'''

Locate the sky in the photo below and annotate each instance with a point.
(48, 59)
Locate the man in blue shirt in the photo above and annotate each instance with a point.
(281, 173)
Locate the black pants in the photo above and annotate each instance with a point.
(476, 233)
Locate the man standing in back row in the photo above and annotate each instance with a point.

'''

Problem requirements: Rewrite the entries above, changing "annotate" to "mark" everywhere and leaving everything else untouched.

Finished task:
Locate the sky in the photo below and mark each instance with a point.
(48, 59)
Locate the man in blue shirt in the photo above and mark each instance with a point.
(281, 173)
Locate the black pants in the photo above and mark each instance with a point.
(476, 233)
Locate the man standing in back row in the photo above and mark each instance with a point.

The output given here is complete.